-- Work instructions --
The line containing "If you could mark the bright" marks where to begin; quote it and every line after it through the end of the data, exactly as written.

[Stored data]
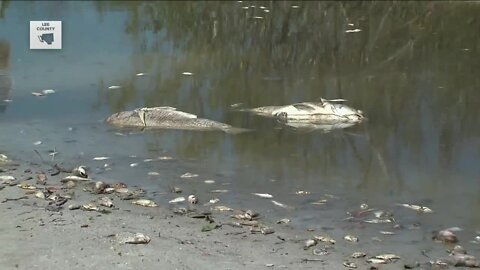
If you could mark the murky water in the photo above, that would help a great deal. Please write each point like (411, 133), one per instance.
(411, 67)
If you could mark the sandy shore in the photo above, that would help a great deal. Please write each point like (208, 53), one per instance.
(38, 233)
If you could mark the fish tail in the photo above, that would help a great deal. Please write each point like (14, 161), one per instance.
(235, 130)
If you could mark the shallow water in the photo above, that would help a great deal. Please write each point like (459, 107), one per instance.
(413, 69)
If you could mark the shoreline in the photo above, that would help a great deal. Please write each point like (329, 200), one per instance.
(38, 233)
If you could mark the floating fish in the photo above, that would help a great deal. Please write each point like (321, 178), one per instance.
(418, 208)
(177, 200)
(145, 202)
(263, 195)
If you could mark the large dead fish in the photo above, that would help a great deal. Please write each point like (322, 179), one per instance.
(324, 111)
(167, 118)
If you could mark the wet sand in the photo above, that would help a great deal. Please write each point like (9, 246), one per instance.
(35, 233)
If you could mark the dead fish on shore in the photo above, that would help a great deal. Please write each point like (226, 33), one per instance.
(350, 238)
(26, 186)
(446, 236)
(137, 238)
(80, 171)
(105, 201)
(263, 195)
(177, 200)
(358, 254)
(418, 208)
(145, 203)
(325, 239)
(192, 199)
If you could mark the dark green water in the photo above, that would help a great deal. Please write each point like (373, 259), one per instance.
(413, 69)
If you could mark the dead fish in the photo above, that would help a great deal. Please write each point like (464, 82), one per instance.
(74, 178)
(267, 230)
(350, 238)
(280, 204)
(263, 195)
(418, 208)
(376, 261)
(309, 243)
(39, 194)
(192, 199)
(41, 178)
(350, 265)
(145, 202)
(188, 175)
(176, 190)
(222, 208)
(90, 207)
(283, 221)
(446, 236)
(105, 201)
(357, 255)
(80, 171)
(137, 238)
(325, 239)
(177, 200)
(26, 186)
(387, 257)
(5, 178)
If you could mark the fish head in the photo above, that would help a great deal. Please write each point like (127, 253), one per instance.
(126, 119)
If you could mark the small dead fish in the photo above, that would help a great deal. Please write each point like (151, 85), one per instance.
(350, 238)
(446, 236)
(80, 171)
(325, 239)
(138, 238)
(105, 201)
(101, 158)
(387, 257)
(309, 243)
(267, 230)
(192, 199)
(320, 202)
(189, 175)
(263, 195)
(357, 255)
(145, 202)
(26, 186)
(177, 200)
(90, 207)
(350, 265)
(48, 91)
(222, 208)
(283, 221)
(418, 208)
(39, 194)
(176, 190)
(376, 261)
(280, 204)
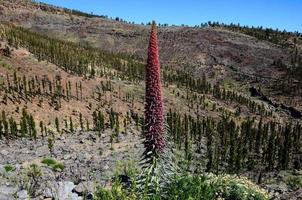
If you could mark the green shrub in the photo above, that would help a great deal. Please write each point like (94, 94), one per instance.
(49, 161)
(200, 187)
(53, 164)
(9, 168)
(295, 182)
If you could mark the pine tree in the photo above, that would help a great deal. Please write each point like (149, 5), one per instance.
(154, 120)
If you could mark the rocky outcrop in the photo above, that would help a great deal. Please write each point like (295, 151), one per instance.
(288, 109)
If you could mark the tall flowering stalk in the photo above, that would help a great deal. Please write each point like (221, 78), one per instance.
(154, 119)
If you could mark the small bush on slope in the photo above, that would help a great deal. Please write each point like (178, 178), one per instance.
(199, 187)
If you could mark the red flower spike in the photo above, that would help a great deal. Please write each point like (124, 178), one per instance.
(154, 119)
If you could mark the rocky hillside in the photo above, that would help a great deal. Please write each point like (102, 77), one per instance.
(72, 88)
(225, 56)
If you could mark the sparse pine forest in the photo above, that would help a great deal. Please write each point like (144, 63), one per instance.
(195, 130)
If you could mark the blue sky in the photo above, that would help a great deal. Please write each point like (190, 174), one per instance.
(281, 14)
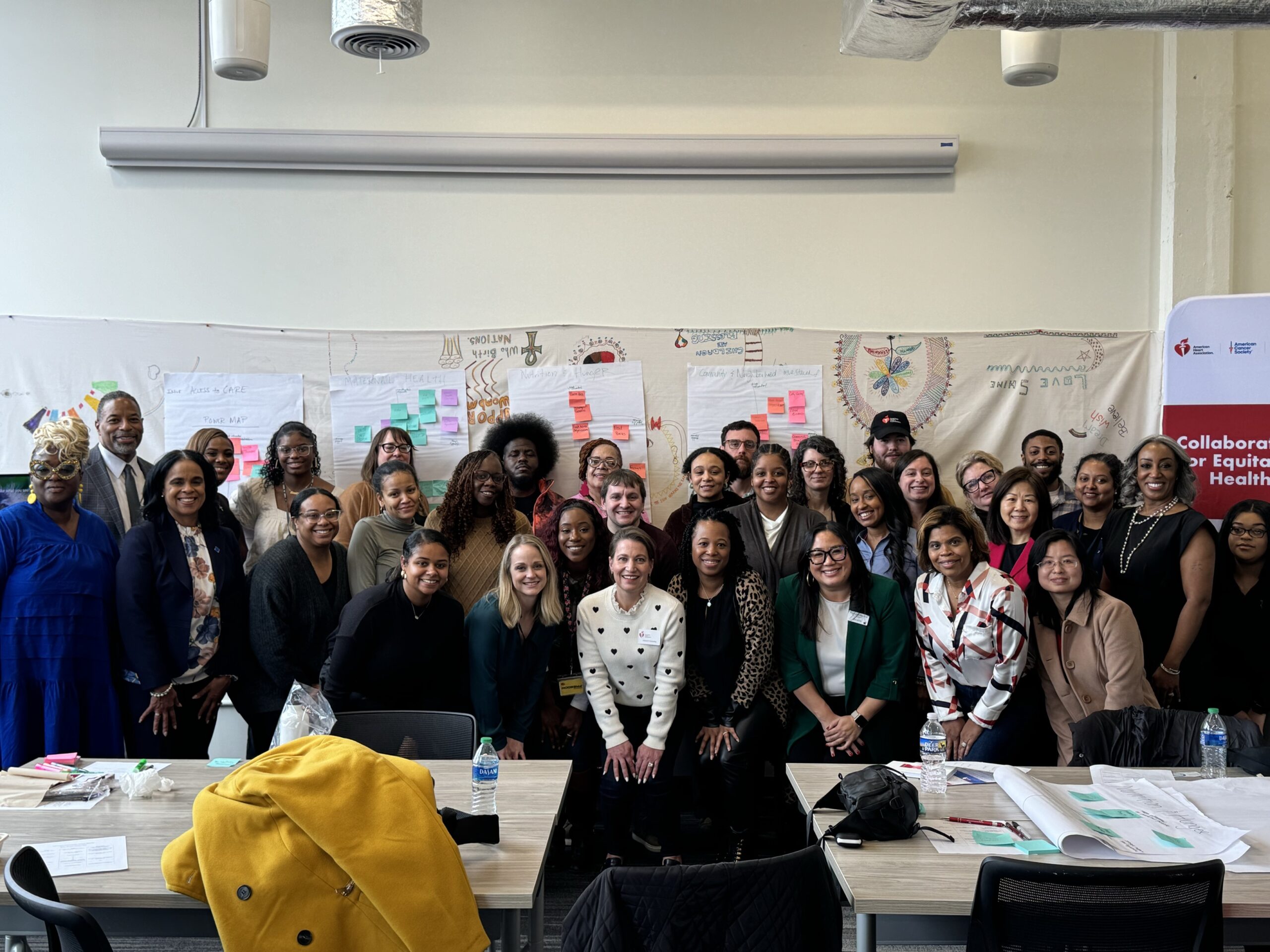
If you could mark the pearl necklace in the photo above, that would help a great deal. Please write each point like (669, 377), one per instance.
(1151, 522)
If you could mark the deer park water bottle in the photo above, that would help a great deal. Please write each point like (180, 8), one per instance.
(486, 778)
(1212, 744)
(935, 748)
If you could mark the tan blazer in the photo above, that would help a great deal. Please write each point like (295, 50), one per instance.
(1100, 668)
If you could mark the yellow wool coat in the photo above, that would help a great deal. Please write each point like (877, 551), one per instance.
(323, 843)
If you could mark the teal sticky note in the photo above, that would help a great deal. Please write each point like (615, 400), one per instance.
(1112, 814)
(992, 838)
(1037, 847)
(1104, 831)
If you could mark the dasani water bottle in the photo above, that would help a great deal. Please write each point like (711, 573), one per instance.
(935, 749)
(486, 778)
(1212, 744)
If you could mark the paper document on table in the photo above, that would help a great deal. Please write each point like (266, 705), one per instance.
(73, 857)
(1135, 821)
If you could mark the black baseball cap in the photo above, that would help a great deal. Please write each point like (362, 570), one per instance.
(890, 423)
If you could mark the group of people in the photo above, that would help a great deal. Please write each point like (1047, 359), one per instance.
(789, 611)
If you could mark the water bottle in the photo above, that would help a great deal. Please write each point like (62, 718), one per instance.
(935, 749)
(486, 778)
(1212, 744)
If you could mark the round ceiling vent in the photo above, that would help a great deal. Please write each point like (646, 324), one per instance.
(379, 30)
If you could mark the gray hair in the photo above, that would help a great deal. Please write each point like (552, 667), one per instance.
(1187, 486)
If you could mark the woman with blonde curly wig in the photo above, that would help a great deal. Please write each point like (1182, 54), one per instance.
(56, 611)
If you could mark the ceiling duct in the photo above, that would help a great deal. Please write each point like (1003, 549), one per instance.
(910, 30)
(379, 30)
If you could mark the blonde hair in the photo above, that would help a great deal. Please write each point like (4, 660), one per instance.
(67, 437)
(549, 608)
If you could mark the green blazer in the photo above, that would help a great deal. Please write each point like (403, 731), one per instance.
(878, 660)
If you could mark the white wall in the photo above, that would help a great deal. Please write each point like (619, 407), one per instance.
(1047, 223)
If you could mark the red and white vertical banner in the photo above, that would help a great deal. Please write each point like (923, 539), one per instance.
(1217, 395)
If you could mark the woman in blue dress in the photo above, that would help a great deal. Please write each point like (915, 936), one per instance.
(56, 612)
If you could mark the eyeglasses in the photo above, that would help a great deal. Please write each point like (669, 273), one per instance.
(69, 472)
(314, 518)
(837, 554)
(1255, 531)
(988, 479)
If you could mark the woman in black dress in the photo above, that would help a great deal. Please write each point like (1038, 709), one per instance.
(1159, 558)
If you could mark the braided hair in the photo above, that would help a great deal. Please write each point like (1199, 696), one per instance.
(457, 511)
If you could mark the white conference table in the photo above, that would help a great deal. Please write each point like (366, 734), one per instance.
(507, 879)
(915, 894)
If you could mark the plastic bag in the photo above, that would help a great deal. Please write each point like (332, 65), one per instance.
(307, 713)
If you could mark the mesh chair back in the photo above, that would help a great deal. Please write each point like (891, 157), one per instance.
(1021, 905)
(70, 928)
(416, 735)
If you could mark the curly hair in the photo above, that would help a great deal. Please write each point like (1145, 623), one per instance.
(737, 561)
(825, 447)
(588, 448)
(530, 427)
(67, 437)
(272, 474)
(457, 509)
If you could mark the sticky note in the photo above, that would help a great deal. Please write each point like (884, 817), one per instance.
(1173, 841)
(992, 838)
(1087, 797)
(1037, 847)
(1113, 814)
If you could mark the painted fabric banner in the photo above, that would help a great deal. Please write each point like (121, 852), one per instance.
(962, 391)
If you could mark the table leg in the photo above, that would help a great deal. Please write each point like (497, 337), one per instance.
(867, 932)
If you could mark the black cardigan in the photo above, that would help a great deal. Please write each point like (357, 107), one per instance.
(291, 622)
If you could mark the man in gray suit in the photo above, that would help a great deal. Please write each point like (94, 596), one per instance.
(115, 475)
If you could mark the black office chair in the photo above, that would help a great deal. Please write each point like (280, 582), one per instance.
(416, 735)
(1021, 905)
(32, 890)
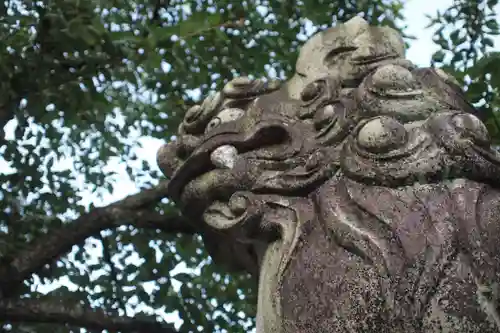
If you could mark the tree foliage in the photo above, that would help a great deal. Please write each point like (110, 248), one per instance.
(85, 81)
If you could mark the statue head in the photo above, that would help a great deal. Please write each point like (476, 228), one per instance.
(355, 107)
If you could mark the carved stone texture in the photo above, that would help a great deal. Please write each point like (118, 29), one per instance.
(364, 191)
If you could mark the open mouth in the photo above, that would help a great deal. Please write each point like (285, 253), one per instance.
(369, 60)
(222, 150)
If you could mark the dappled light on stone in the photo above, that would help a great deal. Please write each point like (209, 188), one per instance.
(365, 190)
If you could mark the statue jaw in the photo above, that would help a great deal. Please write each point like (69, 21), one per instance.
(297, 174)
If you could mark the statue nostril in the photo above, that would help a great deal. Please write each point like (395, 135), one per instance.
(186, 145)
(167, 159)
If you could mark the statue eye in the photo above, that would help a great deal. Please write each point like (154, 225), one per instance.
(216, 121)
(225, 116)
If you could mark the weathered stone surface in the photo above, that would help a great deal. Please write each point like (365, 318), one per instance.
(364, 191)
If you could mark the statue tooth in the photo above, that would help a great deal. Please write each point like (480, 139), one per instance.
(224, 157)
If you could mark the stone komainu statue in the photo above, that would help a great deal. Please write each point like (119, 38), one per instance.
(363, 192)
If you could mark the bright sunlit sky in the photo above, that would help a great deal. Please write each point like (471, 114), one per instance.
(420, 53)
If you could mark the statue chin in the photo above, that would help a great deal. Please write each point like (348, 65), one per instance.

-- Output below --
If you could mark the bright sunlit sky in the photo above, that would help a great deal. Please write each point like (471, 114), one per instance.
(420, 53)
If you could mark the statue chin in the photo above, that would help a great deal. Please write each point like (348, 65), one per instance.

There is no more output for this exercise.